Dataset rows

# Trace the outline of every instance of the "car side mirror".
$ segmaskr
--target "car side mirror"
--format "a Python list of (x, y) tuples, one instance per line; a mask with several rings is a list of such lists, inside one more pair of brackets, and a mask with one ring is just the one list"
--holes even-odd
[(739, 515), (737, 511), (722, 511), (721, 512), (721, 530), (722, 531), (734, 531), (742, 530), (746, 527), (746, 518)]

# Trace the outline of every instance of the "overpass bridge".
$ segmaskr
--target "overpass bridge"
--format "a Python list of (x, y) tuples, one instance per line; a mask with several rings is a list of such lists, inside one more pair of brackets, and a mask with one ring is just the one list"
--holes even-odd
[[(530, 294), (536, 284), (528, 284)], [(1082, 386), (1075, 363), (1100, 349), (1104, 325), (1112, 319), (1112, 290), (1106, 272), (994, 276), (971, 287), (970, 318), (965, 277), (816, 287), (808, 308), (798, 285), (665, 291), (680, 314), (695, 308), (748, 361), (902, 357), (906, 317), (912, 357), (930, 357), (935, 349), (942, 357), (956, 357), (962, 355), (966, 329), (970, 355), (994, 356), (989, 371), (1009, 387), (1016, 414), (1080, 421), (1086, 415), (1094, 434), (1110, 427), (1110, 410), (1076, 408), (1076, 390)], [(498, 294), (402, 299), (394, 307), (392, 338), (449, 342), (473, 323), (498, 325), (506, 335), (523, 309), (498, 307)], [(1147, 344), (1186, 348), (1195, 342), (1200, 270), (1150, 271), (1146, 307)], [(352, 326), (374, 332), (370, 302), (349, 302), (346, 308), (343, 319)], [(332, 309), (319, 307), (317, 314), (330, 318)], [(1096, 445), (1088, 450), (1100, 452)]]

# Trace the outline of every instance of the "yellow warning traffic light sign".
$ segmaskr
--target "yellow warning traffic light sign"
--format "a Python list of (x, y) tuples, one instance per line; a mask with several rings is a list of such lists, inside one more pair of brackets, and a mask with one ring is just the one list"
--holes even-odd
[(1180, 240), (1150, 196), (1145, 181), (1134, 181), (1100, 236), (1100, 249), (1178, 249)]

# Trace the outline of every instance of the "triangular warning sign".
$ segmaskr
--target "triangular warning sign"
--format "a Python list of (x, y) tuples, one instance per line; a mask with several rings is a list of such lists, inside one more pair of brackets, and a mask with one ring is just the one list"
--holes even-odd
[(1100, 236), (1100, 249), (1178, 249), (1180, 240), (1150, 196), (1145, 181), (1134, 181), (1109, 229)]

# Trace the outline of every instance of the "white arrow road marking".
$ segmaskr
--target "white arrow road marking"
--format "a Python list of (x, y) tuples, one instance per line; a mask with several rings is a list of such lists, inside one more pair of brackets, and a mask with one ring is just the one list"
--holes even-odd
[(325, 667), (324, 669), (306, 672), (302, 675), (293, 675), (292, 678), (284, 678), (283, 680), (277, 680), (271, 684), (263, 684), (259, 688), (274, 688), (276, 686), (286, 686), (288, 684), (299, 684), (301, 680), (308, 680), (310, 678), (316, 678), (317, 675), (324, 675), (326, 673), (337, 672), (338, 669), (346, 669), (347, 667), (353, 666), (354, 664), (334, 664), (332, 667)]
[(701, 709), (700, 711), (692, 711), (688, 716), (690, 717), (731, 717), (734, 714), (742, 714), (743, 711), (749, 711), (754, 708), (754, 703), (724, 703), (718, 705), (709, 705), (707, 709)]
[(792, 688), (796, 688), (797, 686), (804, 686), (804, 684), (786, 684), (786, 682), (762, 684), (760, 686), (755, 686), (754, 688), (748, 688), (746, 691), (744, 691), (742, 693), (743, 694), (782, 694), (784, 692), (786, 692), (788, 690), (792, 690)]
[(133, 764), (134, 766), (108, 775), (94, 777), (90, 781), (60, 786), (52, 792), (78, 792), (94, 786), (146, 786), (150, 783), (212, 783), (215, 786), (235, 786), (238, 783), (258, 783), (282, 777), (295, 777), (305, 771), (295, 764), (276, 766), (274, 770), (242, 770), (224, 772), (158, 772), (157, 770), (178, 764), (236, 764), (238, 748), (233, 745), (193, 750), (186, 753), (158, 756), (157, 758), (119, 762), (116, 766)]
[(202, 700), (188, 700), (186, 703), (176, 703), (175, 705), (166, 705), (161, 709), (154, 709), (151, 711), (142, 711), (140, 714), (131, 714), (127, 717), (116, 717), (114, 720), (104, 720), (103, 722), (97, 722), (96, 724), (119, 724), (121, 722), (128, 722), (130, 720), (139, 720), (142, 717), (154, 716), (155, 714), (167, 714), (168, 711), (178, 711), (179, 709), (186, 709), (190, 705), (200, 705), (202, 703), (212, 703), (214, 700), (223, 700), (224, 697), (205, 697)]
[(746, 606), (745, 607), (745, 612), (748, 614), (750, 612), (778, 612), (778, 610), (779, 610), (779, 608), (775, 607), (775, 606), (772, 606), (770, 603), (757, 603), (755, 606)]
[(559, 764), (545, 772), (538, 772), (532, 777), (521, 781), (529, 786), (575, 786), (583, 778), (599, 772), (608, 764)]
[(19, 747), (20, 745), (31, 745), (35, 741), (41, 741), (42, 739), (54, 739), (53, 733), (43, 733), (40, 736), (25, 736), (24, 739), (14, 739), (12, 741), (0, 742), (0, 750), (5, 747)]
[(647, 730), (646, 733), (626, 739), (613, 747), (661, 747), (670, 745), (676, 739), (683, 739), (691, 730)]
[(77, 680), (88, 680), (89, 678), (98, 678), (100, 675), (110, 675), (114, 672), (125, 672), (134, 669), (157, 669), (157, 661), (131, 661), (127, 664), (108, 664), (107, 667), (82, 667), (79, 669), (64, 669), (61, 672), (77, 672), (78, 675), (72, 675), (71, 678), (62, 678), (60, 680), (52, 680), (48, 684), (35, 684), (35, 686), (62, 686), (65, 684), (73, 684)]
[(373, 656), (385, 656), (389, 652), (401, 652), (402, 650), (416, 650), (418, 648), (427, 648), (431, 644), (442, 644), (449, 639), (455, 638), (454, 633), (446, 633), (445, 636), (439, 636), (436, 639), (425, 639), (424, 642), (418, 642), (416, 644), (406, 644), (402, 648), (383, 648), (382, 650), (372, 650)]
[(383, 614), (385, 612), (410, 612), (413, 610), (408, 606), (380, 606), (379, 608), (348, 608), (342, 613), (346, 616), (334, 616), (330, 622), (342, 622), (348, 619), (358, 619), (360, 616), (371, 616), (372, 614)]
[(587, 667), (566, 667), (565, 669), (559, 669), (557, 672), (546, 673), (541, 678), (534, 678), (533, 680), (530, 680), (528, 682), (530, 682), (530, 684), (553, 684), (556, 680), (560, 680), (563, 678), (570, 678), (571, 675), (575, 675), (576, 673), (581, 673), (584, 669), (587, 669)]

Your instructions: Using the listing above, reproduce each line without omission.

Result below:
# Trace the outline of every instance of the "car side mirror".
$ segmaskr
--target "car side mirror"
--format "a Python list of (x, y) tuples, one instance per line; a mask with several rings is a list of such lists, inside one more pair of brackets, and a mask with one ring is just the one list"
--holes even-odd
[(739, 515), (737, 511), (722, 511), (721, 512), (721, 530), (722, 531), (734, 531), (742, 530), (746, 527), (746, 518)]

# Trace the outline of every instance of the "overpass bridge".
$ segmaskr
--target "overpass bridge"
--format "a Python list of (x, y) tuples, one instance per line; a mask with several rings is a list of such lists, inside one more pair of brackets, and a mask with one ring is just the one list"
--holes even-odd
[[(530, 294), (536, 284), (528, 284)], [(1082, 386), (1075, 363), (1100, 349), (1104, 325), (1112, 319), (1112, 290), (1106, 272), (994, 276), (971, 287), (970, 318), (965, 277), (816, 287), (808, 308), (798, 285), (665, 291), (680, 314), (695, 308), (748, 361), (902, 357), (906, 317), (912, 357), (930, 357), (935, 349), (942, 357), (956, 357), (962, 355), (966, 329), (970, 355), (994, 356), (989, 371), (1009, 387), (1016, 414), (1080, 421), (1086, 415), (1094, 434), (1110, 427), (1110, 410), (1076, 408), (1076, 390)], [(498, 294), (402, 299), (394, 307), (392, 338), (449, 342), (473, 323), (498, 325), (506, 335), (523, 309), (498, 307)], [(1147, 344), (1186, 348), (1195, 342), (1200, 270), (1150, 271), (1146, 307)], [(352, 326), (374, 332), (370, 302), (349, 302), (346, 308), (343, 319)], [(332, 309), (319, 307), (317, 314), (330, 318)], [(1096, 445), (1088, 450), (1100, 452)]]

# Trace the outline of every instance of the "yellow warning traffic light sign".
$ segmaskr
--target "yellow warning traffic light sign"
--format "a Python list of (x, y) tuples, one instance per line; a mask with several rings is a list of such lists, inside one more pair of brackets, and a mask with one ring is just the one list"
--holes even-odd
[(1180, 240), (1150, 196), (1145, 181), (1134, 181), (1100, 236), (1100, 249), (1178, 249)]

# Trace the outline of every instance of the "triangular warning sign".
$ segmaskr
--target "triangular warning sign"
--format "a Python list of (x, y) tuples, one instance per line; a mask with several rings is a list of such lists, inside one more pair of brackets, and a mask with one ring is just the one list"
--holes even-odd
[(1100, 236), (1100, 249), (1178, 249), (1180, 240), (1150, 196), (1145, 181), (1134, 181), (1109, 229)]

# Trace the outline of every instance of the "white arrow road marking".
$ segmaskr
--target "white arrow road marking"
--format "a Python list of (x, y) tuples, one instance per line; a mask with several rings is a list of such lists, inside one more pair of brackets, and a mask with one ring is just the one list"
--holes even-odd
[(325, 667), (324, 669), (306, 672), (302, 675), (293, 675), (292, 678), (284, 678), (283, 680), (277, 680), (271, 684), (263, 684), (259, 688), (274, 688), (276, 686), (286, 686), (288, 684), (299, 684), (301, 680), (308, 680), (310, 678), (316, 678), (317, 675), (324, 675), (326, 673), (337, 672), (338, 669), (346, 669), (347, 667), (353, 666), (354, 664), (334, 664), (332, 667)]
[(701, 709), (700, 711), (692, 711), (688, 716), (690, 717), (731, 717), (734, 714), (742, 714), (743, 711), (749, 711), (754, 708), (754, 703), (724, 703), (718, 705), (709, 705), (707, 709)]
[(792, 688), (796, 688), (797, 686), (804, 686), (804, 684), (786, 684), (786, 682), (762, 684), (760, 686), (755, 686), (754, 688), (748, 688), (746, 691), (744, 691), (742, 693), (743, 694), (782, 694), (784, 692), (786, 692), (788, 690), (792, 690)]
[(133, 764), (134, 766), (108, 775), (94, 777), (90, 781), (60, 786), (52, 792), (78, 792), (94, 786), (146, 786), (150, 783), (212, 783), (215, 786), (235, 786), (238, 783), (258, 783), (282, 777), (295, 777), (305, 771), (295, 764), (276, 766), (274, 770), (242, 770), (224, 772), (158, 772), (157, 770), (178, 764), (236, 764), (238, 748), (233, 745), (193, 750), (186, 753), (158, 756), (157, 758), (119, 762), (116, 766)]
[(202, 700), (188, 700), (186, 703), (176, 703), (175, 705), (166, 705), (161, 709), (154, 709), (151, 711), (142, 711), (140, 714), (131, 714), (127, 717), (116, 717), (114, 720), (104, 720), (103, 722), (97, 722), (96, 724), (119, 724), (121, 722), (128, 722), (130, 720), (139, 720), (142, 717), (154, 716), (155, 714), (167, 714), (168, 711), (178, 711), (179, 709), (186, 709), (190, 705), (200, 705), (202, 703), (212, 703), (214, 700), (223, 700), (224, 697), (205, 697)]
[(746, 606), (745, 607), (745, 612), (748, 614), (750, 612), (778, 612), (778, 610), (779, 610), (779, 608), (775, 607), (775, 606), (772, 606), (770, 603), (757, 603), (755, 606)]
[(559, 764), (545, 772), (538, 772), (532, 777), (521, 781), (529, 786), (575, 786), (583, 778), (599, 772), (608, 764)]
[(19, 747), (20, 745), (31, 745), (35, 741), (41, 741), (42, 739), (54, 739), (53, 733), (43, 733), (40, 736), (25, 736), (24, 739), (14, 739), (12, 741), (0, 742), (0, 750), (5, 747)]
[(647, 730), (646, 733), (626, 739), (613, 747), (661, 747), (670, 745), (676, 739), (683, 739), (691, 730)]
[(77, 680), (88, 680), (89, 678), (98, 678), (100, 675), (110, 675), (114, 672), (125, 672), (134, 669), (157, 669), (157, 661), (131, 661), (127, 664), (108, 664), (107, 667), (82, 667), (79, 669), (64, 669), (61, 672), (77, 672), (78, 675), (72, 675), (71, 678), (62, 678), (60, 680), (52, 680), (48, 684), (35, 684), (35, 686), (62, 686), (65, 684), (73, 684)]
[(373, 656), (385, 656), (389, 652), (401, 652), (402, 650), (416, 650), (418, 648), (427, 648), (431, 644), (442, 644), (449, 639), (455, 638), (454, 633), (446, 633), (445, 636), (439, 636), (436, 639), (425, 639), (424, 642), (418, 642), (416, 644), (406, 644), (402, 648), (383, 648), (382, 650), (372, 650)]
[(383, 614), (385, 612), (410, 612), (413, 610), (408, 606), (380, 606), (379, 608), (348, 608), (342, 613), (346, 616), (334, 616), (330, 622), (342, 622), (348, 619), (358, 619), (360, 616), (371, 616), (372, 614)]
[(587, 667), (566, 667), (565, 669), (559, 669), (557, 672), (546, 673), (541, 678), (534, 678), (533, 680), (530, 680), (528, 682), (530, 682), (530, 684), (553, 684), (556, 680), (560, 680), (563, 678), (570, 678), (571, 675), (575, 675), (576, 673), (581, 673), (584, 669), (587, 669)]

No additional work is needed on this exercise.